Work instruction =>
All of the data is to be restated word for word.

Entries supplied =>
────────

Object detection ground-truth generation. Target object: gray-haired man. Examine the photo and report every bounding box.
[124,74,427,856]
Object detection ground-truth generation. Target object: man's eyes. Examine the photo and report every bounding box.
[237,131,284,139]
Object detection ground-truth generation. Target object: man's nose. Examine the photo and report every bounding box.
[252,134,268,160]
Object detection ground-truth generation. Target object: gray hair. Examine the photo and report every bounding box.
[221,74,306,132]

────────

Solution to this task =>
Object detection ground-truth generation. Target object: gray-haired man. Examine the photo and report every bounding box.
[124,74,427,856]
Object detection ground-truth generation. Target object: man's eyes. Examine the photo and report every bounding box.
[237,131,284,139]
Object detection ground-truth generation. Target object: man's nose. Examine the photo and report every bounding box.
[252,134,268,160]
Object detection ground-truth generation. Target object: gray hair. Examine the photo and report every bounding box.
[221,74,306,132]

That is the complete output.